Records from a data source:
********

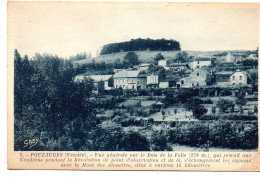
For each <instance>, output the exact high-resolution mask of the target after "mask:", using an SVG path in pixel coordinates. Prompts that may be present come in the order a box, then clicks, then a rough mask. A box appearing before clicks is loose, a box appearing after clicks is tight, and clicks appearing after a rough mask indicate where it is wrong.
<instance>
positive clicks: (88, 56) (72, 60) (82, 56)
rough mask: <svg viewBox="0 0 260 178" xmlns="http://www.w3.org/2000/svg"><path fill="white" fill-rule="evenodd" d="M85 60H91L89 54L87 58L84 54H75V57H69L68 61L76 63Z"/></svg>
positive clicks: (90, 57)
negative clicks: (75, 62) (85, 59)
mask: <svg viewBox="0 0 260 178" xmlns="http://www.w3.org/2000/svg"><path fill="white" fill-rule="evenodd" d="M86 58H91V54H89V56H88V55H87V53H86V52H83V53H77V54H76V55H75V56H70V57H69V60H71V61H78V60H82V59H86Z"/></svg>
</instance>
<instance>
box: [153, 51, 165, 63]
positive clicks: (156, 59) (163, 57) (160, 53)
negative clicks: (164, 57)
mask: <svg viewBox="0 0 260 178" xmlns="http://www.w3.org/2000/svg"><path fill="white" fill-rule="evenodd" d="M162 59H164V56H163V55H162V54H161V53H158V54H157V55H156V56H155V58H154V63H155V64H156V65H157V64H158V61H160V60H162Z"/></svg>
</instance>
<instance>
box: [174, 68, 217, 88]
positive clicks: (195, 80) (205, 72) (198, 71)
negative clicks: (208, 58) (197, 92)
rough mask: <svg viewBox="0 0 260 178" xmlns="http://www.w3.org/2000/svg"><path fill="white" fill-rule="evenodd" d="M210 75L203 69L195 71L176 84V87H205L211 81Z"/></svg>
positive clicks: (179, 81) (211, 76)
mask: <svg viewBox="0 0 260 178" xmlns="http://www.w3.org/2000/svg"><path fill="white" fill-rule="evenodd" d="M212 78H213V77H212V75H211V74H210V73H209V72H208V71H206V70H203V69H195V70H194V71H193V72H192V73H191V74H190V75H189V76H188V77H184V78H182V79H180V81H179V82H177V87H181V88H190V87H195V86H197V87H199V86H206V85H208V84H210V82H211V80H212Z"/></svg>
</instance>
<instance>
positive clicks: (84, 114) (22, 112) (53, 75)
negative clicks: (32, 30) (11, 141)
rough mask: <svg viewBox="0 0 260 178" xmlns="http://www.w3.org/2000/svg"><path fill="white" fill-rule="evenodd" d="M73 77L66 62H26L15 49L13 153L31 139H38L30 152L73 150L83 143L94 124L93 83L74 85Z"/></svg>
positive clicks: (48, 61)
mask: <svg viewBox="0 0 260 178" xmlns="http://www.w3.org/2000/svg"><path fill="white" fill-rule="evenodd" d="M74 76H75V70H74V68H73V65H72V64H71V62H69V61H66V60H63V59H61V58H59V57H57V56H52V55H47V54H46V55H40V54H36V55H35V56H34V57H33V58H32V59H31V60H29V59H28V57H27V56H25V57H21V56H20V54H19V53H18V51H17V50H15V56H14V116H15V125H14V128H15V134H14V135H15V144H14V145H15V150H28V149H29V147H24V141H25V140H27V139H32V138H34V139H35V138H38V139H39V140H40V143H39V144H37V146H35V147H33V148H32V149H34V150H48V149H50V150H51V149H54V150H55V149H56V150H75V149H78V148H79V146H77V144H76V142H79V143H82V144H83V143H84V140H85V139H86V136H87V134H86V130H88V129H90V128H93V127H95V126H96V125H97V124H98V120H96V119H95V115H94V113H93V106H92V104H91V103H90V102H89V98H90V96H91V91H92V87H93V82H92V80H90V79H85V80H84V81H83V82H80V83H78V82H74ZM69 140H70V141H71V142H69ZM66 141H68V142H66ZM54 142H55V143H57V142H59V144H56V146H55V147H53V145H55V144H53V143H54Z"/></svg>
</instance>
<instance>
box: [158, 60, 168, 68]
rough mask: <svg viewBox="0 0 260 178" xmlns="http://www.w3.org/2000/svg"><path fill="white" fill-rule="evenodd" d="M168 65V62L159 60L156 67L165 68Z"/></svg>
mask: <svg viewBox="0 0 260 178" xmlns="http://www.w3.org/2000/svg"><path fill="white" fill-rule="evenodd" d="M168 63H169V61H168V60H166V59H162V60H159V61H158V66H162V67H164V68H166V67H167V65H168Z"/></svg>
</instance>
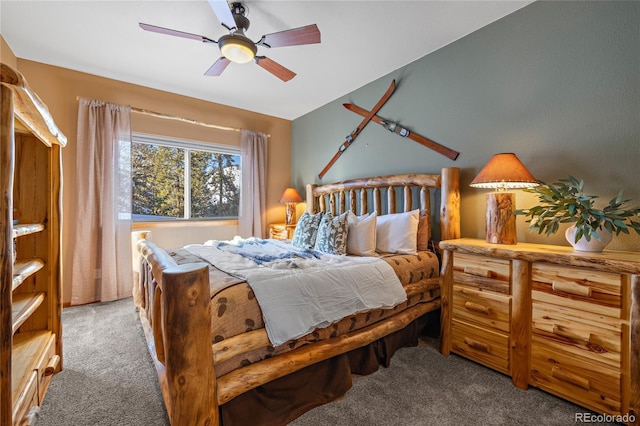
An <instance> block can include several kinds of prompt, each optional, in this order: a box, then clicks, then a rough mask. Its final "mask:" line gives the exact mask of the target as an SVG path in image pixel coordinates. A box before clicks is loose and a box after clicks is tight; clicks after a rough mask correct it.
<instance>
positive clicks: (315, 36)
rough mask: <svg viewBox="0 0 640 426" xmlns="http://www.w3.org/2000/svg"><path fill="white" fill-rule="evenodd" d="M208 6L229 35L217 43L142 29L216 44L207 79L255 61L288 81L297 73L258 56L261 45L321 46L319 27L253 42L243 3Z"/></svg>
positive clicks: (164, 28) (290, 45)
mask: <svg viewBox="0 0 640 426" xmlns="http://www.w3.org/2000/svg"><path fill="white" fill-rule="evenodd" d="M209 5H210V6H211V8H212V9H213V12H214V13H215V15H216V17H217V18H218V21H220V23H221V24H222V26H223V27H225V28H226V29H227V30H229V34H225V35H223V36H221V37H220V38H219V39H218V41H216V40H213V39H210V38H208V37H205V36H202V35H197V34H191V33H185V32H182V31H177V30H171V29H169V28H163V27H157V26H155V25H149V24H143V23H142V22H140V28H142V29H143V30H145V31H152V32H156V33H160V34H167V35H171V36H176V37H183V38H188V39H192V40H198V41H201V42H203V43H214V44H217V45H218V47H219V48H220V52H221V53H222V56H221V57H220V58H219V59H218V60H217V61H216V62H215V63H214V64H213V65H211V67H210V68H209V69H208V70H207V71H206V72H205V73H204V74H205V75H208V76H219V75H220V74H222V72H223V71H224V70H225V69H226V68H227V66H228V65H229V64H230V63H231V62H235V63H240V64H241V63H247V62H250V61H251V60H254V61H255V62H256V63H257V64H258V65H259V66H260V67H262V68H264V69H265V70H267V71H269V72H270V73H271V74H273V75H275V76H276V77H278V78H279V79H280V80H282V81H289V80H291V79H292V78H293V77H295V76H296V73H294V72H293V71H291V70H289V69H287V68H285V67H283V66H282V65H280V64H279V63H277V62H275V61H273V60H271V59H269V58H267V57H266V56H258V55H257V53H258V46H264V47H268V48H271V47H285V46H297V45H301V44H314V43H320V30H319V29H318V26H317V25H316V24H312V25H307V26H305V27H300V28H294V29H291V30H285V31H279V32H276V33H271V34H267V35H263V36H262V38H261V39H260V40H258V41H257V42H253V41H251V39H249V38H248V37H247V36H245V35H244V33H245V31H247V29H248V28H249V19H248V18H247V17H246V14H247V7H246V6H245V5H244V4H242V3H240V2H233V3H231V5H230V6H229V4H228V3H227V2H226V1H225V0H209Z"/></svg>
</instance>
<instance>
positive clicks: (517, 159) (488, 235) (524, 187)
mask: <svg viewBox="0 0 640 426" xmlns="http://www.w3.org/2000/svg"><path fill="white" fill-rule="evenodd" d="M470 186H472V187H474V188H491V189H495V192H491V193H489V194H487V219H486V220H487V224H486V238H487V242H489V243H494V244H516V243H517V242H518V240H517V236H516V216H515V212H514V210H515V198H514V194H513V193H510V192H506V191H507V189H524V188H531V187H534V186H538V182H537V181H536V179H535V178H534V177H533V176H532V175H531V173H530V172H529V170H527V168H526V167H525V166H524V164H522V162H520V160H519V159H518V157H517V156H516V155H515V154H513V153H503V154H496V155H494V156H493V157H492V158H491V160H489V162H488V163H487V164H486V165H485V166H484V167H483V168H482V170H480V173H478V176H476V177H475V178H474V179H473V181H471V184H470Z"/></svg>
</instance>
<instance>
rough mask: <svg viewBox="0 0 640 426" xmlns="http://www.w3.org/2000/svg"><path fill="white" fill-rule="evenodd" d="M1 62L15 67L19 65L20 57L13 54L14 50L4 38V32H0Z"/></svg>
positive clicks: (0, 55) (0, 61) (0, 56)
mask: <svg viewBox="0 0 640 426" xmlns="http://www.w3.org/2000/svg"><path fill="white" fill-rule="evenodd" d="M0 62H2V63H3V64H7V65H9V66H11V67H13V68H17V67H18V58H16V55H14V54H13V50H11V48H10V47H9V45H8V44H7V42H6V41H5V40H4V37H2V34H0Z"/></svg>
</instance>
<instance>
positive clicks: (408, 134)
mask: <svg viewBox="0 0 640 426" xmlns="http://www.w3.org/2000/svg"><path fill="white" fill-rule="evenodd" d="M395 87H396V81H395V80H393V81H392V82H391V85H389V88H388V89H387V91H386V92H385V94H384V95H382V98H380V100H379V101H378V103H376V104H375V105H374V107H373V109H372V110H371V111H367V110H366V109H364V108H360V107H359V106H357V105H353V104H348V103H347V104H343V106H344V107H345V108H347V109H348V110H349V111H353V112H355V113H356V114H359V115H361V116H363V117H364V119H363V120H362V121H361V122H360V124H359V125H358V127H356V129H355V130H354V131H353V132H351V134H349V135H348V136H347V138H346V140H345V141H344V142H343V143H342V145H340V147H339V148H338V152H336V153H335V155H334V156H333V158H331V160H330V161H329V163H327V165H326V166H325V167H324V169H322V171H321V172H320V173H319V174H318V178H320V179H322V177H323V176H324V175H325V174H326V173H327V171H329V169H330V168H331V166H333V164H334V163H335V162H336V161H337V160H338V158H340V156H341V155H342V153H343V152H344V151H346V149H347V148H349V146H350V145H351V144H352V143H353V141H354V140H355V139H356V138H357V137H358V135H359V134H360V132H362V130H363V129H364V127H365V126H366V125H367V124H368V123H369V122H370V121H373V122H374V123H378V124H380V125H381V126H382V127H384V128H385V129H387V130H389V131H390V132H392V133H395V134H397V135H399V136H401V137H403V138H407V137H408V138H409V139H411V140H413V141H414V142H417V143H419V144H420V145H423V146H425V147H427V148H429V149H432V150H434V151H436V152H437V153H439V154H442V155H444V156H445V157H447V158H450V159H451V160H454V161H455V159H456V158H458V155H460V153H459V152H458V151H454V150H452V149H450V148H447V147H446V146H444V145H440V144H439V143H437V142H434V141H432V140H431V139H429V138H425V137H424V136H421V135H419V134H417V133H414V132H411V131H409V130H408V129H406V128H404V127H401V126H400V125H399V124H398V123H396V122H393V121H388V120H385V119H383V118H381V117H379V116H378V115H376V114H377V112H378V110H380V108H382V106H383V105H384V103H385V102H386V101H387V100H388V99H389V98H390V97H391V95H392V94H393V91H394V89H395Z"/></svg>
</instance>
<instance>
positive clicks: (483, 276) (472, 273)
mask: <svg viewBox="0 0 640 426" xmlns="http://www.w3.org/2000/svg"><path fill="white" fill-rule="evenodd" d="M464 273H465V274H469V275H474V276H476V277H484V278H493V277H495V276H496V274H495V273H494V272H493V271H490V270H488V269H482V268H475V267H473V266H465V267H464Z"/></svg>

********

Search the entries for the string "target". Copy every line that has it.

For each <instance>, output the exact high-resolution mask of the target after "mask:", using an SVG path in pixel coordinates. Prompts that may be present come in the order a box, then clicks, then a rough mask. A box appearing before clicks is loose, a box appearing after clicks is tight, and clicks appearing after a rough mask indicate where it is wrong.
An <instance> block can include several kinds of prompt, each optional, in this order: a box, then clicks, then a rough mask. Its final "mask:" line gives the exact mask of the target as an SVG path in image pixel coordinates. A box before clicks is loose and a box after clicks is tight; clicks after a rough mask correct it.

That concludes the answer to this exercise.